_Region annotation entries:_
----------

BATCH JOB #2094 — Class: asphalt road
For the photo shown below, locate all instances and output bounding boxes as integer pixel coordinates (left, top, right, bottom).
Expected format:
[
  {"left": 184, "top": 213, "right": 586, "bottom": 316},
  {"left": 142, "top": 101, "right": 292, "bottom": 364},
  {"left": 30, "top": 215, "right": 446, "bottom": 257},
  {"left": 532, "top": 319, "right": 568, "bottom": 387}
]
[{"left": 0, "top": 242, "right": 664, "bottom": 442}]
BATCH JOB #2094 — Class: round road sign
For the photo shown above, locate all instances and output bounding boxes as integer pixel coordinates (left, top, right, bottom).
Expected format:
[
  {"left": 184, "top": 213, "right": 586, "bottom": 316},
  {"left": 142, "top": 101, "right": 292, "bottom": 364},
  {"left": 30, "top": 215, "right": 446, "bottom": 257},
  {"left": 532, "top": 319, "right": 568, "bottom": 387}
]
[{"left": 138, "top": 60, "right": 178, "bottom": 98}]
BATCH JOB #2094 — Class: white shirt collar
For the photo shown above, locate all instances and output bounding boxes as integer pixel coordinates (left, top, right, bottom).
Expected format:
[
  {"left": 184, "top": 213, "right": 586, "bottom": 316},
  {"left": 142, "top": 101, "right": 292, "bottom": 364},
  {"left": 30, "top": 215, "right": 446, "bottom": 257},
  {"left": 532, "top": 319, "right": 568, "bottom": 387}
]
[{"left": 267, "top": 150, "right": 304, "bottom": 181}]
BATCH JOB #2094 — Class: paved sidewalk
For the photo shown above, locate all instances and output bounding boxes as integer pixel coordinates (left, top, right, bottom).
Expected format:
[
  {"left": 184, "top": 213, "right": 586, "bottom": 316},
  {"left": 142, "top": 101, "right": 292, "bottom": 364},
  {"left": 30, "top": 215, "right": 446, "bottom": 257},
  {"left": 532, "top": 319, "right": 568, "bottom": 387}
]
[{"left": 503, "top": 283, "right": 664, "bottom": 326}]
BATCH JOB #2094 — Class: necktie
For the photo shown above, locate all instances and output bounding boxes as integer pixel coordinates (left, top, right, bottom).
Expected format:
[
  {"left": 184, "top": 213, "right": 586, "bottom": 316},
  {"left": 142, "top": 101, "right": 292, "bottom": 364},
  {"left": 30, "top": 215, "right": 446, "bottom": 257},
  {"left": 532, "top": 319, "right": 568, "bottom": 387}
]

----------

_Instructions to follow:_ Arrange the listing above as a numbered list, starting at the line that contains "BATCH JOB #2094 — Class: necktie" and continuing through the end of the listing, and leave out any blank lines.

_Finished task:_
1. BATCH JOB #2094 — Class: necktie
2. For the photo shown above, locate all instances and output bounding boxes as integer pixel coordinates (left, top, right, bottom).
3. Expected format:
4. [
5.   {"left": 184, "top": 213, "right": 586, "bottom": 316},
6.   {"left": 142, "top": 101, "right": 292, "bottom": 364},
7.   {"left": 30, "top": 215, "right": 446, "bottom": 257},
8.   {"left": 532, "top": 319, "right": 568, "bottom": 387}
9. ]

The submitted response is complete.